Below is a block of records; reproduce all of them exactly and leave out any pictures.

....................

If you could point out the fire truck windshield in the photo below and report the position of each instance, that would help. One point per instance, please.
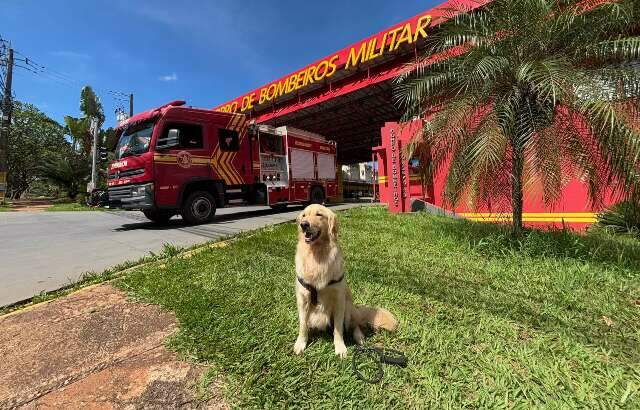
(134, 141)
(271, 144)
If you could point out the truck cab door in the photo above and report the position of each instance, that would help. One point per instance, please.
(232, 156)
(178, 165)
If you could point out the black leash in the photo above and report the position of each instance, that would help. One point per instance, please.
(378, 355)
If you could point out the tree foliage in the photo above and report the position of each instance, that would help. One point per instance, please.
(69, 170)
(33, 137)
(533, 93)
(80, 128)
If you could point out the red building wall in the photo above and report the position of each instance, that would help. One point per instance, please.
(573, 210)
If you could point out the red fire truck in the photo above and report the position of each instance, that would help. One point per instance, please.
(180, 160)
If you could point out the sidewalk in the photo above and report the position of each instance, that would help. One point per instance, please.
(94, 349)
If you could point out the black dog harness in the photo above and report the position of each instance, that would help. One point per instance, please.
(314, 291)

....................

* Exercise solution
If you could point out the fire truck windshield in the photo below and report the position of each instance, that would help. One point per instance, please.
(134, 141)
(271, 144)
If you could point out the truck cab door in the photo above and report the position of each instance, that would help. One point per instance, please.
(232, 156)
(178, 165)
If you could point out the black leash in the photo above and report the position of each instance, that would help. One point per instance, please.
(378, 355)
If you could point out the tree foliage in the photo above and report the position of each instance, that would help. One point per instance, please.
(69, 170)
(33, 137)
(533, 93)
(80, 128)
If you could point out the red building wall in the photo above and report the position of each instance, that would help. One point per instance, please.
(573, 210)
If you could point out the red fire truck in the photo above and report the position of each instance, that would help. One point per instance, please.
(180, 160)
If you could point out the sidewalk in the photo above and report the position of each instance, that would help. One point per instance, please.
(94, 349)
If you could point out the black dog harness in the photo above and report the position of each instance, that would help. One point per instance, please.
(314, 291)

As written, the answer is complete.